14 heures 30 Centre Culturel de Vichy
Guillaume Pollack est un jeune historien qui vient de soutenir, en 2020, sous la direction d’Alya Aglan, une thèse de doctorat, A travers les frontières, la résistance des réseaux 1940-1945, dont il a tiré un livre paru l’an dernier aux éditions Tallandier, en association avec le ministère des Armées : L’armée du silence. Histoire des réseaux de résistance en France. Le livre a été honoré d’un prix spécial par la Fondation de la Résistance.

:::::

* _Série d'exercices_:
1) Les affirmations suivantes concordent-elles avec l'extrait sur Guillaume Pollack ? Pour chacune, répondez par oui ou par non en citant mot pour mot les termes décisifs de l'extrait. (a) La thèse de Guillaume Pollack a été dirigée par Alya Aglan. (b) Son livre a paru aux éditions Gallimard. (c) Ce livre a été récompensé par la Fondation de la Résistance.
2) Citez l'extrait sur Guillaume Pollack depuis les mots « 14 heures 30 » jusqu'aux mots « de la Résistance. » inclus.
Les items ne sont pas nécessaires pour ce travail.

* _Items répertoriés_:
:::::

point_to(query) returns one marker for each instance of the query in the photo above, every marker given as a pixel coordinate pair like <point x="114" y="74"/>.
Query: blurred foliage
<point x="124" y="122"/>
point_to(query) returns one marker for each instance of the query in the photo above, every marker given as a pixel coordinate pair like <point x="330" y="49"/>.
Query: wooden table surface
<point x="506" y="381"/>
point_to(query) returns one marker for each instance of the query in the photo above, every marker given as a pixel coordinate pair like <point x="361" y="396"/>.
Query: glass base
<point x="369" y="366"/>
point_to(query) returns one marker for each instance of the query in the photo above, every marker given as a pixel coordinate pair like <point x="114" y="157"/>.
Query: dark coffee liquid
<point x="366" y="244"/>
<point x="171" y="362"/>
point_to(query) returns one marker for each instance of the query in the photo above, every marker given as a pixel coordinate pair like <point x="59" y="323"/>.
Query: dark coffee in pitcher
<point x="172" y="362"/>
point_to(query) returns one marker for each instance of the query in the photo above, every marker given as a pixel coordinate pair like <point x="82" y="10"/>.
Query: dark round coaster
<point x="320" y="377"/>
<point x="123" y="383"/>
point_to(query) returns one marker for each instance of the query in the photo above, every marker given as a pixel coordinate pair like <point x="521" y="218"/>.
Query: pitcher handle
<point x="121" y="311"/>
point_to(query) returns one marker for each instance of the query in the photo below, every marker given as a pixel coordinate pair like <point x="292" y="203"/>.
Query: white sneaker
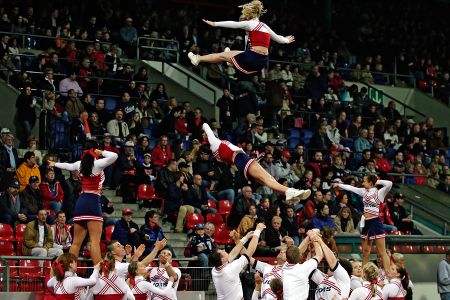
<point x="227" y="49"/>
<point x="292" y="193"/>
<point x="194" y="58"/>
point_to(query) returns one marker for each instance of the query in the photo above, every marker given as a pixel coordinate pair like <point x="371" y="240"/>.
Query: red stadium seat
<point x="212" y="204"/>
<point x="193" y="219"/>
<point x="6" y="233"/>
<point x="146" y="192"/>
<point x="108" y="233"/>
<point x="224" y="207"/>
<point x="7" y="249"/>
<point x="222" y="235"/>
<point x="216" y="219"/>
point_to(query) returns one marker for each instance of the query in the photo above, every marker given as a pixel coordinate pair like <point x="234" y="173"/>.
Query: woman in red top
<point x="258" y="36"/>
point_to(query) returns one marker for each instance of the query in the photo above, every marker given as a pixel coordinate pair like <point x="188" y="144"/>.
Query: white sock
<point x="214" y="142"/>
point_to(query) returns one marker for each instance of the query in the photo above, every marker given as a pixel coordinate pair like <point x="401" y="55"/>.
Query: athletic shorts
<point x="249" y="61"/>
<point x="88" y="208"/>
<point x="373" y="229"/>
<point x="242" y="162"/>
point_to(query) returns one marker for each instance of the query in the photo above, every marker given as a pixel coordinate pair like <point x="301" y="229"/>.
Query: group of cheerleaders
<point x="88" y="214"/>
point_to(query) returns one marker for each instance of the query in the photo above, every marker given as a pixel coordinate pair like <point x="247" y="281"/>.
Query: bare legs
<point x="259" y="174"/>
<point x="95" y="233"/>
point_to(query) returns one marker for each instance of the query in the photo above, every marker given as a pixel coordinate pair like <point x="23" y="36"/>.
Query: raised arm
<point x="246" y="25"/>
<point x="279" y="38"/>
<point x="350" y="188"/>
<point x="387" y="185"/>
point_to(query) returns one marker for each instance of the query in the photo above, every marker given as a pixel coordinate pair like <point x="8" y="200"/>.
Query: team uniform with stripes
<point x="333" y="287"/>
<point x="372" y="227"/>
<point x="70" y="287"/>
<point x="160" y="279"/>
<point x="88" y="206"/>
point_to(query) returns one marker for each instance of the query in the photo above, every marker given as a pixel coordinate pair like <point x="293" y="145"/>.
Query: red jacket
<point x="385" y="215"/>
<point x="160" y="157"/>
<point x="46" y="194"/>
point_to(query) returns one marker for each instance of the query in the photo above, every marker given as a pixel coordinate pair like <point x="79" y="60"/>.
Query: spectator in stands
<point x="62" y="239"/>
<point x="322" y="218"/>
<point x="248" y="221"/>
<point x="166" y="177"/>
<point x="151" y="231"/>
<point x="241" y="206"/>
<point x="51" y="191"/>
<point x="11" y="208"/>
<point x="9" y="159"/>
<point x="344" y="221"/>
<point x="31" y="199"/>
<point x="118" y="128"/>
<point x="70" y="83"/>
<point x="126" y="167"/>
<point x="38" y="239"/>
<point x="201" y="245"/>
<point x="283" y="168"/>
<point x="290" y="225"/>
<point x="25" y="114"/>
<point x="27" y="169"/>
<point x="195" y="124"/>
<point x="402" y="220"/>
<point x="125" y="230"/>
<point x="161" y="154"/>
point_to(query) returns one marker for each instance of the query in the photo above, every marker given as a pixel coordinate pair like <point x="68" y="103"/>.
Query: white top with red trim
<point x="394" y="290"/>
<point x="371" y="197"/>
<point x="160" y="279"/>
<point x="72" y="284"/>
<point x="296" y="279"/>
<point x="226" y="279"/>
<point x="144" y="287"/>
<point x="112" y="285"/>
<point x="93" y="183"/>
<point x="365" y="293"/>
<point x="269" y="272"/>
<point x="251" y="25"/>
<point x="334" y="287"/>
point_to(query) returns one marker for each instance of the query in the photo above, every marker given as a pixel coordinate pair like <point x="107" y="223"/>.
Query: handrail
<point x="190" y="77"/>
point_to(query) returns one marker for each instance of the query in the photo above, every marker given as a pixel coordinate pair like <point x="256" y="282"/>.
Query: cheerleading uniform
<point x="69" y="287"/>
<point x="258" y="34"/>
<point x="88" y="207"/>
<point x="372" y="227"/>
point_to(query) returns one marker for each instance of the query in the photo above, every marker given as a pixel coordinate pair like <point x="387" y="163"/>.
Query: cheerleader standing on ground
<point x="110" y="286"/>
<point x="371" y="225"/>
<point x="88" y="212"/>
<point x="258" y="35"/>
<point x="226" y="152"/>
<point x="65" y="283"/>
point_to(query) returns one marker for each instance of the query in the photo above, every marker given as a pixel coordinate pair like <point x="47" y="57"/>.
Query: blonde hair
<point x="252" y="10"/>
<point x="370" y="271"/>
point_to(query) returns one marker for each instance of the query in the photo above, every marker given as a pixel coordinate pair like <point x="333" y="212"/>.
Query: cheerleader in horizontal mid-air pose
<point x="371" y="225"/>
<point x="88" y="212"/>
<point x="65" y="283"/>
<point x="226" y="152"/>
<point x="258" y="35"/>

:::::

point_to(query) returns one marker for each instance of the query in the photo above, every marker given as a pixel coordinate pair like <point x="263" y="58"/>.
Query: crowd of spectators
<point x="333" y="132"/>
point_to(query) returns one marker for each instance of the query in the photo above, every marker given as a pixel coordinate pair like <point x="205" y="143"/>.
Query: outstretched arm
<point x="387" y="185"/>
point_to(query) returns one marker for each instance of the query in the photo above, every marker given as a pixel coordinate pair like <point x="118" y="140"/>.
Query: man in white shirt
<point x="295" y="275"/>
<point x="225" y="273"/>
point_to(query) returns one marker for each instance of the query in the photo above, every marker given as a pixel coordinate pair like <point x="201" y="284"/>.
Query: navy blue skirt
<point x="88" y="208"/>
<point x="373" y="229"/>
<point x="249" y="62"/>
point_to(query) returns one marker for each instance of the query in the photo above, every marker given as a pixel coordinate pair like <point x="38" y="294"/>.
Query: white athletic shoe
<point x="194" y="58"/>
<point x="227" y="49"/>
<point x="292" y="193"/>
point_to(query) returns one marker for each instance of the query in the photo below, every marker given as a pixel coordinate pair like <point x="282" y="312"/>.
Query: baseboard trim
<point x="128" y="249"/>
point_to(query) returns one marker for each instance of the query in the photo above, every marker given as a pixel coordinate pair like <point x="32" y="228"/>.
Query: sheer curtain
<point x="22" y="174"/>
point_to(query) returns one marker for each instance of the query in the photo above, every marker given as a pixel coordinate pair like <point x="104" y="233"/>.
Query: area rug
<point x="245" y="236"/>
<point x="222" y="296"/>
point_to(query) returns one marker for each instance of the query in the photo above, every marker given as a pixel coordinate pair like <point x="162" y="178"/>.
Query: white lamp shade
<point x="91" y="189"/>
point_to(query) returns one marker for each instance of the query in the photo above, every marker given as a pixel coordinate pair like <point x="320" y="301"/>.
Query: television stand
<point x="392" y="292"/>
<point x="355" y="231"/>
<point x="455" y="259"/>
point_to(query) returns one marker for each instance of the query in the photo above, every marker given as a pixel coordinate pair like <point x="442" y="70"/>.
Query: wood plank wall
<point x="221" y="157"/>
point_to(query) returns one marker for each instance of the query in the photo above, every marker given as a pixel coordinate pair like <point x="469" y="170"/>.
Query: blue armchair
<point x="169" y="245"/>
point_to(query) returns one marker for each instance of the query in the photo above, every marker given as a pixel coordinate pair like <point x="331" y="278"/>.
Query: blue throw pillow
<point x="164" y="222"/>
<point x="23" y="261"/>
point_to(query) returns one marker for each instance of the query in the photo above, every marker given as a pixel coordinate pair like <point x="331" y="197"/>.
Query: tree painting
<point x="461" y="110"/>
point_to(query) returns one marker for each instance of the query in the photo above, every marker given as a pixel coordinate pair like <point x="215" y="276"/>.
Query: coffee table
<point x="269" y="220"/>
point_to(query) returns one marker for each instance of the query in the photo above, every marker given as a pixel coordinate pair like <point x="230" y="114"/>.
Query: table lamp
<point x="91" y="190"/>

:::::

* _Réponses aux exercices_:
1)
(a) Oui : « sous la direction d’Alya Aglan ».
(b) Non : « aux éditions Tallandier ».
(c) Oui : « Le livre a été honoré d’un prix spécial par la Fondation de la Résistance ».

2)
14 heures 30 Centre Culturel de Vichy
Guillaume Pollack est un jeune historien qui vient de soutenir, en 2020, sous la direction d’Alya Aglan, une thèse de doctorat, A travers les frontières, la résistance des réseaux 1940-1945, dont il a tiré un livre paru l’an dernier aux éditions Tallandier, en association avec le ministère des Armées : L’armée du silence. Histoire des réseaux de résistance en France. Le livre a été honoré d’un prix spécial par la Fondation de la Résistance.